» EXERCISE DATA

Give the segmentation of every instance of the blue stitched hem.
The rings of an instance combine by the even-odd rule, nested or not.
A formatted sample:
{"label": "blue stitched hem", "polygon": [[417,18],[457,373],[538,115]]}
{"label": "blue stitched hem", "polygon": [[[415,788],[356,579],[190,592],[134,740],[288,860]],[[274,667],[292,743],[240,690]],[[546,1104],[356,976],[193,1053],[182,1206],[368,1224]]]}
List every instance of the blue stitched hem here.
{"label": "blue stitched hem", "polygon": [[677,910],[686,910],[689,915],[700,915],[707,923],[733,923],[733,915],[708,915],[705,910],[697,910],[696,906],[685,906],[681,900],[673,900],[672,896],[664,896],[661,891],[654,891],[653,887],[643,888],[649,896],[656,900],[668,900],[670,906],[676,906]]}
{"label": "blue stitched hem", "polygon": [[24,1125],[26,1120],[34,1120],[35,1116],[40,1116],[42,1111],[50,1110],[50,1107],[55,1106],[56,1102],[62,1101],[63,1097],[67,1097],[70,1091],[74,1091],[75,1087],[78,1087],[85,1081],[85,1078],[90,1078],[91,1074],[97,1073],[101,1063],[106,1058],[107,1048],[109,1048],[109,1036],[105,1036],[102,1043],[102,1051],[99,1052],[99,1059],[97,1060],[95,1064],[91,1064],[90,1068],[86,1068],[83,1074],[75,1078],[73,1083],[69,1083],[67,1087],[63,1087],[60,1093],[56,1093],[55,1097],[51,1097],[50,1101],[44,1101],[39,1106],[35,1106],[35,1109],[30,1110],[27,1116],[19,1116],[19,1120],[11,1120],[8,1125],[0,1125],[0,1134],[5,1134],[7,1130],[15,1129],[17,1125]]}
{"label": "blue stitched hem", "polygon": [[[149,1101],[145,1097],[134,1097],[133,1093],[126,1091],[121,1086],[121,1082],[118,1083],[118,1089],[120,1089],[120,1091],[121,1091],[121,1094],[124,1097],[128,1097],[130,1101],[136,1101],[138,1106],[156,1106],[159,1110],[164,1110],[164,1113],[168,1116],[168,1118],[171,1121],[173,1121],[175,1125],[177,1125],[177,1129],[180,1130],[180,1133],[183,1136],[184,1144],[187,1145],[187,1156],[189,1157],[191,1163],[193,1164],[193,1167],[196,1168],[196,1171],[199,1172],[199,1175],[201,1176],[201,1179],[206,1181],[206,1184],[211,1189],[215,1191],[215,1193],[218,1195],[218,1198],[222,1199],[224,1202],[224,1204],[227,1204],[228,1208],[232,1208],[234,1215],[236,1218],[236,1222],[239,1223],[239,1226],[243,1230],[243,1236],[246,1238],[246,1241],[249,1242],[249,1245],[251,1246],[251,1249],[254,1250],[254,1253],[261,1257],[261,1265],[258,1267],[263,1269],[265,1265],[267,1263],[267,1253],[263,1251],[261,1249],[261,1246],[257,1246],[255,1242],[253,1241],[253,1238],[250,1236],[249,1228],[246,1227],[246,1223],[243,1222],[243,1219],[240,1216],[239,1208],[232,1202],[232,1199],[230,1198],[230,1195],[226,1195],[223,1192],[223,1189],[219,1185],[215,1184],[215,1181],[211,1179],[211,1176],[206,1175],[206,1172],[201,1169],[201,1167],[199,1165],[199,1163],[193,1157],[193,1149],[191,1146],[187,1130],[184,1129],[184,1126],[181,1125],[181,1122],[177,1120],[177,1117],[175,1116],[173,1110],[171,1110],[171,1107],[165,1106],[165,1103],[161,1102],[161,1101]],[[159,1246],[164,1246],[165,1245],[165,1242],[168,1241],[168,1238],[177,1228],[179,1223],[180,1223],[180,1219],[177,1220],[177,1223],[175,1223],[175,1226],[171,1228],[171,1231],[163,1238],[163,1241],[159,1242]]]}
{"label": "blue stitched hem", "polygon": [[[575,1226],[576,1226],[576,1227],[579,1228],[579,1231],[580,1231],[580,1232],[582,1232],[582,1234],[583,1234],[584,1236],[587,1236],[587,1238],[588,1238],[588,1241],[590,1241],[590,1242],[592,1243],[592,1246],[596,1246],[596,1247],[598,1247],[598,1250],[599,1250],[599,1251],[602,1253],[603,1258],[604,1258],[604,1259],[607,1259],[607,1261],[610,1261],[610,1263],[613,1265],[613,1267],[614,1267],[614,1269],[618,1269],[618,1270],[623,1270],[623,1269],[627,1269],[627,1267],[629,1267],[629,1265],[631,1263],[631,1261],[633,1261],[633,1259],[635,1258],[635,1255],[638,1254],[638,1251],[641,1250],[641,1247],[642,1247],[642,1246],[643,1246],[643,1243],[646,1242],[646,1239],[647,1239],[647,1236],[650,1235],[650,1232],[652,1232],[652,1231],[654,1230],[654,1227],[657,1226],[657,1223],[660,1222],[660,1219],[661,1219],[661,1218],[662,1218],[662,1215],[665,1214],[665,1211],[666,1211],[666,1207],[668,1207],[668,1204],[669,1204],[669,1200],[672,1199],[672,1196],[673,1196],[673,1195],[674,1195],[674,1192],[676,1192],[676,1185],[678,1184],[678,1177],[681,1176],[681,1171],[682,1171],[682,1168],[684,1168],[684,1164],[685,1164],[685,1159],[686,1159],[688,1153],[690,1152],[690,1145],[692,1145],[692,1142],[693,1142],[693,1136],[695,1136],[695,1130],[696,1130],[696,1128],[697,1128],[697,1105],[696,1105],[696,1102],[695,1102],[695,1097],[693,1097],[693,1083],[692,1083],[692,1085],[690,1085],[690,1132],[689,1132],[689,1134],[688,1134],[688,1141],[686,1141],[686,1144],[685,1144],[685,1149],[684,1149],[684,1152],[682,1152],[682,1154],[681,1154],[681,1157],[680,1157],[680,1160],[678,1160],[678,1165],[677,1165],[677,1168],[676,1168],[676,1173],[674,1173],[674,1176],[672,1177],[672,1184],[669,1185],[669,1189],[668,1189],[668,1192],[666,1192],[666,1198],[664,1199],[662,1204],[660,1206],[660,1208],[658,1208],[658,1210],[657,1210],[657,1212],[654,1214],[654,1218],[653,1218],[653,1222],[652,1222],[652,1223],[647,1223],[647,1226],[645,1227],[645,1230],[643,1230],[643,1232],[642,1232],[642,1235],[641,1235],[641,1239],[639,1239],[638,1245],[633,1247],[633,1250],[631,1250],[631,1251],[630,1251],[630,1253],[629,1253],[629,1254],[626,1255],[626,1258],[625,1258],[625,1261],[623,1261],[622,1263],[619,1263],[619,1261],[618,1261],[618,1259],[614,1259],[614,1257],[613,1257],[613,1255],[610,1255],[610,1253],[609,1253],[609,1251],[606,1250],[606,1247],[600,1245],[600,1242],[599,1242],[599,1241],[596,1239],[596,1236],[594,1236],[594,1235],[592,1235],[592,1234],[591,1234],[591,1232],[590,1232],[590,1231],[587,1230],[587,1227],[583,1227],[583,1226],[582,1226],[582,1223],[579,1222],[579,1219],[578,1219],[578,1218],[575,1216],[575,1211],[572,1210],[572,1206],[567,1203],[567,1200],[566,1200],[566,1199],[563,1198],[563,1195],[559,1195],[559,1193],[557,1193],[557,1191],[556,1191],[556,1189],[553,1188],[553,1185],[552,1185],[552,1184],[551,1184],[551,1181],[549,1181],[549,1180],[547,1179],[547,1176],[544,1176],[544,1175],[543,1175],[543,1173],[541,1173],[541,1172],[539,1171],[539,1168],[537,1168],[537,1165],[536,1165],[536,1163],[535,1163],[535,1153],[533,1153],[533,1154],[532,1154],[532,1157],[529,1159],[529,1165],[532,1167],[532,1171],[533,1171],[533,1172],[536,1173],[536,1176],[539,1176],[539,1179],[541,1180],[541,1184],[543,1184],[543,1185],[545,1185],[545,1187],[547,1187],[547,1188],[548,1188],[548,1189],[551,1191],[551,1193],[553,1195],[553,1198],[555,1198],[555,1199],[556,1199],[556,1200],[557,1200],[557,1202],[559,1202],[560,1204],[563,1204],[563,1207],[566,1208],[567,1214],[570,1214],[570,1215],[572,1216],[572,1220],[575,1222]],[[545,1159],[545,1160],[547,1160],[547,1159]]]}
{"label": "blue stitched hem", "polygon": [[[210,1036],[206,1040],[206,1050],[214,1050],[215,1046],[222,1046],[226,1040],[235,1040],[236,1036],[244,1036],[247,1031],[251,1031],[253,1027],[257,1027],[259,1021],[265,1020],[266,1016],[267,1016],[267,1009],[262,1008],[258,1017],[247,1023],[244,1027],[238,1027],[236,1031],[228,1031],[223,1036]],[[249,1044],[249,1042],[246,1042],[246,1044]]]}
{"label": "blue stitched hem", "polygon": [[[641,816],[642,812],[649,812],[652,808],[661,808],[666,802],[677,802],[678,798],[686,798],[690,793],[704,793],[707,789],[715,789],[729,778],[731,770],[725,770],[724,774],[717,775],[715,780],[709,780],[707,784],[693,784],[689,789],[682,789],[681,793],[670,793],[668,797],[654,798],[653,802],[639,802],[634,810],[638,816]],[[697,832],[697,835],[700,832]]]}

» WRITTEN INSTRUCTION
Reproduce the data starting at the first line and ending at the line containing "List every instance", swapping every "blue stitched hem" for "red zipper" and leaving all else as it is.

» COMPLETED EXERCISE
Give the segmentation of every instance of the red zipper.
The rings of an instance combine by the even-odd rule, nested or not.
A formatted sample:
{"label": "red zipper", "polygon": [[417,18],[457,373],[538,115]]}
{"label": "red zipper", "polygon": [[[415,788],[356,579],[190,592],[134,740],[288,860]],[[274,667],[292,743],[240,690]],[[546,1104],[356,976],[193,1053],[182,1206],[368,1224]]]}
List every instance of the red zipper here.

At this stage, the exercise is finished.